-- Start The records --

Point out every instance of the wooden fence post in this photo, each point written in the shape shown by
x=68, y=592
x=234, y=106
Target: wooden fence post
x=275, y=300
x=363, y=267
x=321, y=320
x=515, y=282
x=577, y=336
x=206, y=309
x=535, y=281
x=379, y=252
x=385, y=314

-- End The records --

Task directions
Return every line of the records above, unchanged and in the same order.

Exercise answer
Point out every instance of the wooden fence post in this photo, each point written in the shape shown by
x=68, y=592
x=234, y=106
Target: wooden fence post
x=275, y=300
x=363, y=267
x=321, y=320
x=515, y=282
x=577, y=336
x=206, y=309
x=535, y=281
x=379, y=252
x=385, y=314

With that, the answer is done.